> MATERIAL PROVIDED:
************
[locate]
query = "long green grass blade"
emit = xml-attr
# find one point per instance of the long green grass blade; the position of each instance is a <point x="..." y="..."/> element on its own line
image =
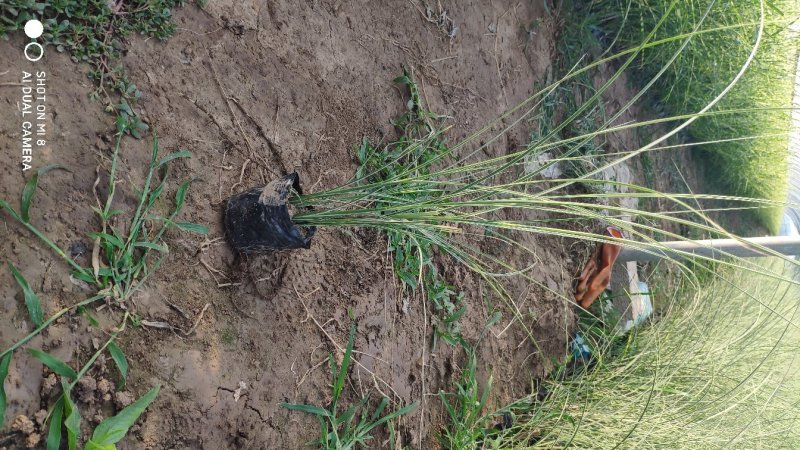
<point x="72" y="419"/>
<point x="54" y="430"/>
<point x="119" y="360"/>
<point x="5" y="362"/>
<point x="31" y="299"/>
************
> WHAT YOU HAVE TO DO:
All of the entries must be reproduced exactly, with no pictures kept.

> TASK RESULT:
[locate]
query = "long green grass blade"
emit = xml-attr
# find one point per instance of the long green grass blade; the position of each instance is a <point x="..." y="..."/> element on its own line
image =
<point x="72" y="419"/>
<point x="54" y="430"/>
<point x="119" y="360"/>
<point x="5" y="362"/>
<point x="31" y="299"/>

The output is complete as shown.